■ Supplied data:
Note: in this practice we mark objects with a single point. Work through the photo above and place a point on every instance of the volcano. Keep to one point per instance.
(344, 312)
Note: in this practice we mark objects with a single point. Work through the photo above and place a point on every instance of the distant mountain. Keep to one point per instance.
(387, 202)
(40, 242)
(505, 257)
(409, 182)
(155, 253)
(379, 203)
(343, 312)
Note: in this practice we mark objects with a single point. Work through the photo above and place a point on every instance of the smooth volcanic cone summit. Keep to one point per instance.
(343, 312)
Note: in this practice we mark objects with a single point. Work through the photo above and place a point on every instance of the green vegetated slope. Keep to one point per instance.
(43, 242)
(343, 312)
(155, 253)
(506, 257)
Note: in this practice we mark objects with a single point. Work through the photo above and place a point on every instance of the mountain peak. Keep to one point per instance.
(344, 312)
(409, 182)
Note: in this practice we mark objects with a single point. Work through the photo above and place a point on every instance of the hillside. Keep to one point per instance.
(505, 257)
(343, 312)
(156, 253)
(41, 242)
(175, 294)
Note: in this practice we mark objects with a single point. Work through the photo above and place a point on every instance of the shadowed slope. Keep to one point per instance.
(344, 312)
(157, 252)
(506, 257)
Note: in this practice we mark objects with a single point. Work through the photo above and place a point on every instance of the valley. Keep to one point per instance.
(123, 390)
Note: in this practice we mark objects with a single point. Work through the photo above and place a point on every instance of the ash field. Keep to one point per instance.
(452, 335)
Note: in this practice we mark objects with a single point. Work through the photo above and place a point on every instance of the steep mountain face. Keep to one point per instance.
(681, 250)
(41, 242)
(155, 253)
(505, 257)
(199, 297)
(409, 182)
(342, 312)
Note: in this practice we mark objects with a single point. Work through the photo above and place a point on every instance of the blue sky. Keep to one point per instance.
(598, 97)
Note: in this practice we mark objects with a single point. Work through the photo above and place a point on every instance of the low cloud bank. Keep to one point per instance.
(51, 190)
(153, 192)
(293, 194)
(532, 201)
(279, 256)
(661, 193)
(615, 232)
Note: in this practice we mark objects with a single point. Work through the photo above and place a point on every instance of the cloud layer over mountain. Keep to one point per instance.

■ What you need to do:
Take the line that contains "peak. Keep to one point per instance." and every line after it through the end of the listing above, and repeat them exactly.

■ Solution to this exercise:
Note: in this practice we mark objects with a single point. Work through the photo above and place a point on every instance of the mountain peak. Keep to one point per instance.
(344, 312)
(409, 182)
Note: in this practice we mark objects with a single point. Work through the photo above and place a point on every instance of the hillside. Keep to one point per instance.
(505, 257)
(343, 312)
(156, 253)
(41, 242)
(175, 294)
Note: in this practice we mark objects with a single point. Work through the photo above and place a point on every instance of the shadowed slope. Keep to one point per instance.
(344, 312)
(157, 252)
(506, 257)
Note: in this practice we mark objects with a single point. Work through the photo above and place a point on every instance of the valley. Keep to one point per instance.
(123, 390)
Note: in this practice we mark objects with a single point. Work through the photo above and place a point on every instance of the ash field. Keep to one point per instance.
(452, 335)
Note: in this practice we mark objects with a single point. Work through the photo above and place a point on every instance of the steep mountain face. Keep to one point per instance.
(681, 250)
(41, 242)
(155, 253)
(505, 257)
(199, 297)
(409, 182)
(342, 312)
Note: in this practice we mark objects with a single point. Work through the photo above and place a point on every instance of the blue sky. Keep to one point per instance.
(598, 97)
Note: in this practice we mark objects with a single point. Work through the photo above and place a point on every instance of the low cloud bank. Keep to one point per instance.
(51, 190)
(153, 192)
(293, 194)
(532, 201)
(279, 256)
(661, 193)
(615, 232)
Note: in this practice we mark objects with a single point. Work through the photo above and place a point on every instance of the cloud layer over mountain. Keep to one point per instance.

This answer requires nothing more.